Work instructions: Starting at the line that contains "Target: window sill", print each line exactly through the end of the listing. Skip any pictures and add nothing.

Data provided:

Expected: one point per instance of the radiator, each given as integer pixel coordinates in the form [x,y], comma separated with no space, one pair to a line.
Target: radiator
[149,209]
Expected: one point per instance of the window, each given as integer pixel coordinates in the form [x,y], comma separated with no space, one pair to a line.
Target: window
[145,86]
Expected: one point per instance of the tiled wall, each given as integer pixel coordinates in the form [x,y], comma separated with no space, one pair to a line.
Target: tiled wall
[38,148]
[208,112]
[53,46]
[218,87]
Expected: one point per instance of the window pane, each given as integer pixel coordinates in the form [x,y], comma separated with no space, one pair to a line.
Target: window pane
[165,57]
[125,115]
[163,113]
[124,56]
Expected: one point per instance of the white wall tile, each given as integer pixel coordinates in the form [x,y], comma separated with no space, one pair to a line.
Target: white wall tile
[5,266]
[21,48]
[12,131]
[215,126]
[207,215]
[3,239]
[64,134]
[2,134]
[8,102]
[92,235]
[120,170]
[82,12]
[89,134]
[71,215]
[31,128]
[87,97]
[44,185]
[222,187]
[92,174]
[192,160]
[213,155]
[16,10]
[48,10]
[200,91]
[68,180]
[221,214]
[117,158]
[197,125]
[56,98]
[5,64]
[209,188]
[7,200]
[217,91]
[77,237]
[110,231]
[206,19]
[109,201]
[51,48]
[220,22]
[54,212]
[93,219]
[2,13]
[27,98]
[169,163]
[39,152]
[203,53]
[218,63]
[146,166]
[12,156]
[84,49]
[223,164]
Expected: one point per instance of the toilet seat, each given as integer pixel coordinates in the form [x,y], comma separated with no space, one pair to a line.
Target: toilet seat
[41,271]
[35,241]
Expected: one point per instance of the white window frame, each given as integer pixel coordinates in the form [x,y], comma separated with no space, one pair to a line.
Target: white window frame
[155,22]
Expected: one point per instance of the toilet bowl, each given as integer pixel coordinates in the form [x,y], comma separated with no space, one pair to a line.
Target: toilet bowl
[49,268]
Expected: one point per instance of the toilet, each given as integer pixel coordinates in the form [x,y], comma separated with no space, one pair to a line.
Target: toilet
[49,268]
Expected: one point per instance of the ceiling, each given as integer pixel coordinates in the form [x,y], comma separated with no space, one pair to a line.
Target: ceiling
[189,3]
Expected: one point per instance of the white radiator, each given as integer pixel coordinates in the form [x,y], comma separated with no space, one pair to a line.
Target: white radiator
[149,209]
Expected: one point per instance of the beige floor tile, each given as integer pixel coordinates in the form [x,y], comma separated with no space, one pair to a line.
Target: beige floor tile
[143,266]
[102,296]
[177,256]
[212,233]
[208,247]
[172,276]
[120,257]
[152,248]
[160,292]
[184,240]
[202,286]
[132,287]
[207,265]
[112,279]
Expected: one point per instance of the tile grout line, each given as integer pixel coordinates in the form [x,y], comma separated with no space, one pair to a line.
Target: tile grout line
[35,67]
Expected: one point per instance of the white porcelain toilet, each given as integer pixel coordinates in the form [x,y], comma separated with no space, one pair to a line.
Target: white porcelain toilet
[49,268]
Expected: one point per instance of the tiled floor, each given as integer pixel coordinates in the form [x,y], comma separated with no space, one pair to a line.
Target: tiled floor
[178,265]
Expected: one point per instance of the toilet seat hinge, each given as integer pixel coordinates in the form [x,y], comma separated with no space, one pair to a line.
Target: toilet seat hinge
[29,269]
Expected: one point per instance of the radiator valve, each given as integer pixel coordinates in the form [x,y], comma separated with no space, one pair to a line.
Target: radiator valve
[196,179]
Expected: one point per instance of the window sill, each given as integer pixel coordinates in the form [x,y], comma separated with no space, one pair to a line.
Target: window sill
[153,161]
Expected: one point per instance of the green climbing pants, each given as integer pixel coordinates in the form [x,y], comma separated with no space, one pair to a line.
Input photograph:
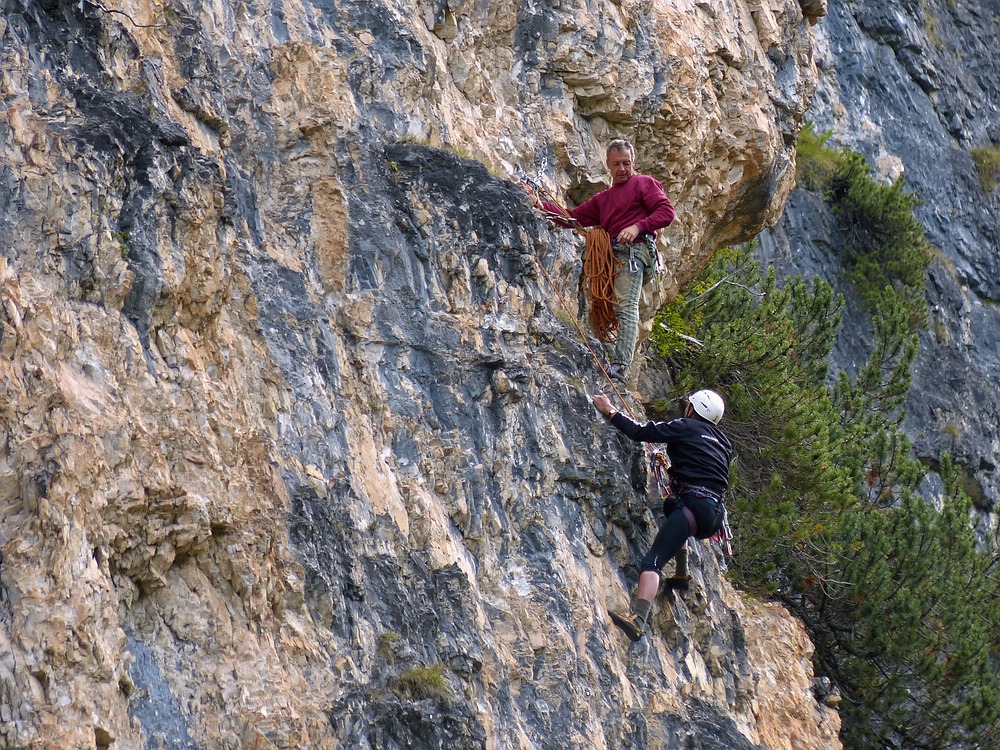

The completed task:
Target: window sill
[153,161]
Expected: one point per instance of the green climbing pants, each given as integer pixel coordinates in the form [x,y], comma separated with no space, one pair to a line.
Input photograph:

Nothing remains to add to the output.